▸ **Dataset rows**:
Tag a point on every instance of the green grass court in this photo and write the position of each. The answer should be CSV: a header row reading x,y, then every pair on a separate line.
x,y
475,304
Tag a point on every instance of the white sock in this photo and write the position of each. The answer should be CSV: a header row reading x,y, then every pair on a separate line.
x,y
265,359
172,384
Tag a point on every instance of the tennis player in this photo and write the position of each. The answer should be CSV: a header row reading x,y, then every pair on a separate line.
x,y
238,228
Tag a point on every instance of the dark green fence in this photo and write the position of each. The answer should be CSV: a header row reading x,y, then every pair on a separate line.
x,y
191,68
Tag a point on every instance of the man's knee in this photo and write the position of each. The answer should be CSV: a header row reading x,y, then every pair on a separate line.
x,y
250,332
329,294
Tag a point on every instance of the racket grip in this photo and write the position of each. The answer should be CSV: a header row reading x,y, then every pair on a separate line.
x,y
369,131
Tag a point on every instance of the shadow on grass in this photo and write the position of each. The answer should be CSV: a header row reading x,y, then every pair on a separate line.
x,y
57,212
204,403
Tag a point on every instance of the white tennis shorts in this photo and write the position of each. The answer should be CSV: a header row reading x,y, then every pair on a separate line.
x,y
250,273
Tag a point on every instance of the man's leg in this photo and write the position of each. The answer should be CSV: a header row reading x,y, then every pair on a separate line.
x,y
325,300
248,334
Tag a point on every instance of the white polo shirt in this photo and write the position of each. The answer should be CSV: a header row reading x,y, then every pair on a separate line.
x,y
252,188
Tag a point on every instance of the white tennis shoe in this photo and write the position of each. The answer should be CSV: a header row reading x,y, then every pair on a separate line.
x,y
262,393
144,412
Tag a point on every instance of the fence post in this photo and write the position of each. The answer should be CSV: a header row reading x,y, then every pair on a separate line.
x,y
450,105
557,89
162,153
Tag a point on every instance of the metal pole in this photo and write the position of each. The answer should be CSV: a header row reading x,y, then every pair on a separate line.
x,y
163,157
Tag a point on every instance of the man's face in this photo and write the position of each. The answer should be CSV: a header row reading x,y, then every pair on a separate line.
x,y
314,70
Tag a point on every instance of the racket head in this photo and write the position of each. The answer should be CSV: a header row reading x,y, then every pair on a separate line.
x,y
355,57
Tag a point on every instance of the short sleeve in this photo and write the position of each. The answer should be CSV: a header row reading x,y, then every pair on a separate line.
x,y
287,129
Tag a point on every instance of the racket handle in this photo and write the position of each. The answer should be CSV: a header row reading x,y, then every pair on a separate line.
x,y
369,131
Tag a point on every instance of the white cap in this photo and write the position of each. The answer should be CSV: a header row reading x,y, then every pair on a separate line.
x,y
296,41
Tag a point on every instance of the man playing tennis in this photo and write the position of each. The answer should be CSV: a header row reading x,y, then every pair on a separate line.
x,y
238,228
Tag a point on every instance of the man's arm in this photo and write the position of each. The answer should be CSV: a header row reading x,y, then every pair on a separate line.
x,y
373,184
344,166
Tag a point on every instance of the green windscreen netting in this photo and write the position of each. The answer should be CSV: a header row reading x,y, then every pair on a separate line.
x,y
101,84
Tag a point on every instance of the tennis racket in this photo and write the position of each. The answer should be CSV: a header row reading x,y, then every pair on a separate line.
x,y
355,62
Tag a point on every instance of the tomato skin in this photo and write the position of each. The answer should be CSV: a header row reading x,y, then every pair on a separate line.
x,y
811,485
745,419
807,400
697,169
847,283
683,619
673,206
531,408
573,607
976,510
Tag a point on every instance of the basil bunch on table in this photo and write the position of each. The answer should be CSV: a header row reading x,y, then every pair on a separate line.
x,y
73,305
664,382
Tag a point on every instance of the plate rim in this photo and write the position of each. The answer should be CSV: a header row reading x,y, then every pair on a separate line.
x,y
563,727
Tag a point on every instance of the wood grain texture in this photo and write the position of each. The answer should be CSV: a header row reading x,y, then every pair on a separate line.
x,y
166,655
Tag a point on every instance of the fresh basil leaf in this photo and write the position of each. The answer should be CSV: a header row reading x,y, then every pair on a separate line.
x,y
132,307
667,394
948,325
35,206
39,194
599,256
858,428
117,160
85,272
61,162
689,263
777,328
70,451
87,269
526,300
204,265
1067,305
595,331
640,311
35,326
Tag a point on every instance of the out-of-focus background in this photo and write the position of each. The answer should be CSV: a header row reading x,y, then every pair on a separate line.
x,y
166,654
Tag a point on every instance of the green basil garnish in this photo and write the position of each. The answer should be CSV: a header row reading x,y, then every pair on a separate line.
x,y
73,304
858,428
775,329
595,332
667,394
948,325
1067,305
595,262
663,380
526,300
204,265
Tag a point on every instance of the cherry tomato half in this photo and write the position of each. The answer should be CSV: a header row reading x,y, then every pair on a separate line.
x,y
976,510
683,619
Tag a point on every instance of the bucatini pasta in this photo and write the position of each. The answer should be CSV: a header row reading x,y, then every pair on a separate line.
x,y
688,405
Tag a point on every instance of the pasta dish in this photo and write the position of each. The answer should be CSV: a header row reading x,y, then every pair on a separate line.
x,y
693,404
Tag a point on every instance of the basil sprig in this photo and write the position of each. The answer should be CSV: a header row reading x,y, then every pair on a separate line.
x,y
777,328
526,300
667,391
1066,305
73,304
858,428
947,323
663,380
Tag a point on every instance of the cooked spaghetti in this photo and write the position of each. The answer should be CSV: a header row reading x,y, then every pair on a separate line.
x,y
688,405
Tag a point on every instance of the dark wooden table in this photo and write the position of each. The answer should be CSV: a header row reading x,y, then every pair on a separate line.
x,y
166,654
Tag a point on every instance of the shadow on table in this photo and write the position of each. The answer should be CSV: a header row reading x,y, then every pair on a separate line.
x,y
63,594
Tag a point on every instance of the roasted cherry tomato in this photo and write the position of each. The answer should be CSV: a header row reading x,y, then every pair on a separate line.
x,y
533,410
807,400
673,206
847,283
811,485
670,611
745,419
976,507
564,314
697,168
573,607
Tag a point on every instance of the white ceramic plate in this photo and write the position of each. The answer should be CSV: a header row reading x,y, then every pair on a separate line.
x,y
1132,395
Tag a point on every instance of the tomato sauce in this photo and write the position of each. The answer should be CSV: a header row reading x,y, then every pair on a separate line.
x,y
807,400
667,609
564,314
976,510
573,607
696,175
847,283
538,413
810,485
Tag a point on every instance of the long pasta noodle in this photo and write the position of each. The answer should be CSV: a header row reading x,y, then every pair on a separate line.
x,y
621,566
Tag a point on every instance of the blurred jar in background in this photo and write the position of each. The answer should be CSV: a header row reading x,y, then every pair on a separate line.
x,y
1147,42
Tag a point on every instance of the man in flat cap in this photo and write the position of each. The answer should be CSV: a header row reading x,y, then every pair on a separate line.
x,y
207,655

* * *

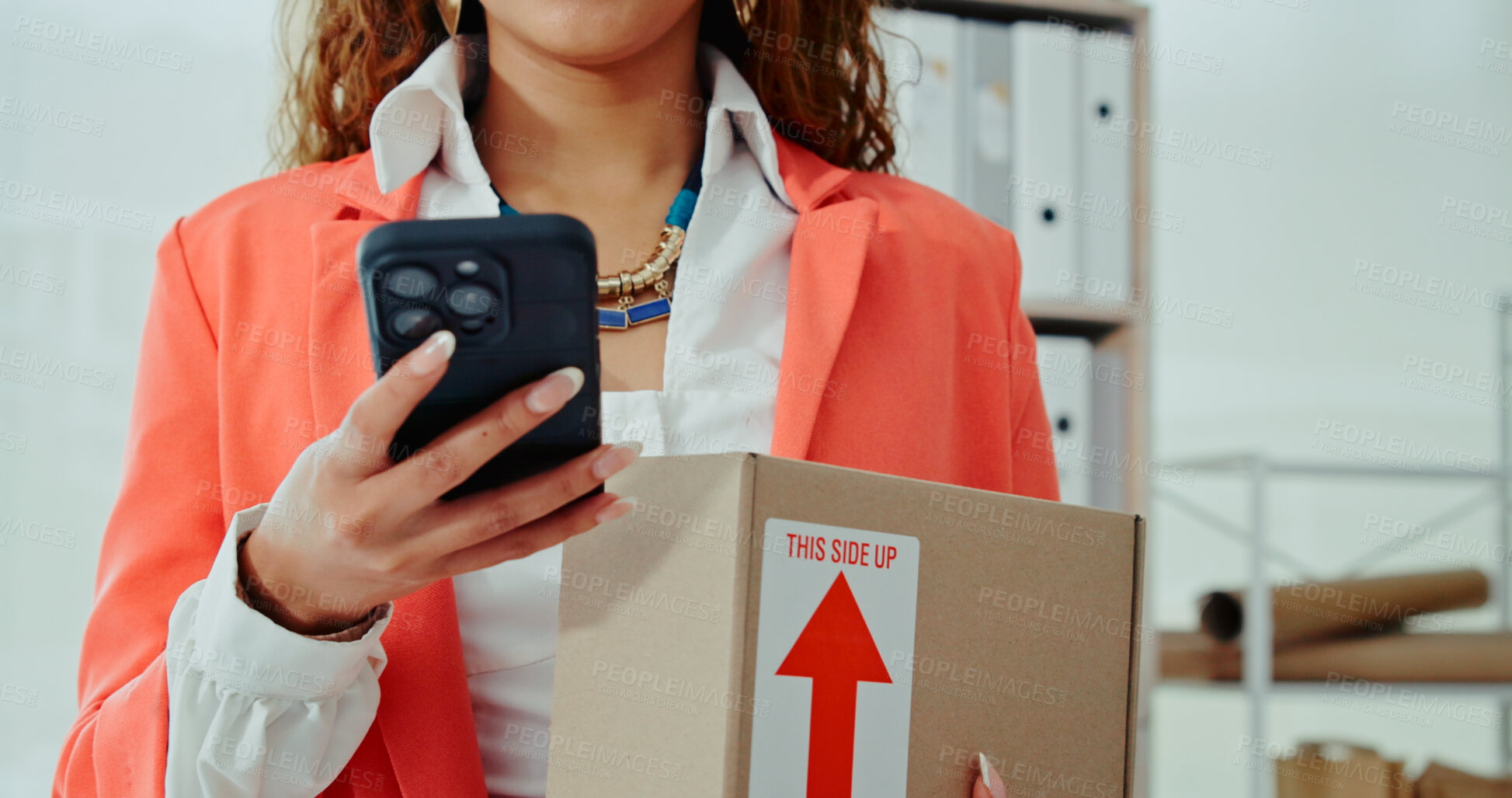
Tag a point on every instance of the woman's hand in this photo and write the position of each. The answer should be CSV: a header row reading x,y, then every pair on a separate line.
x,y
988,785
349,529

▸ **Required task**: Please gather every line in the entries above that contains the word "pasta", and copy each one in full.

▸ **Written answer**:
Tag a point on every instance of the bucatini pasta in this photo and write the position of each. The answer should be CSV: a header row reading x,y, then every pair on a separate line.
Tag a point on every instance of the pasta dish in this photo and write the position of each. The answer should be CSV: a header row reading x,y, then every pair on a separate line.
Tag a point on every instance of the long pasta noodle in this photo and write the position of each. The answer should be CSV: a header row reading x,y, then every pair on a separate line.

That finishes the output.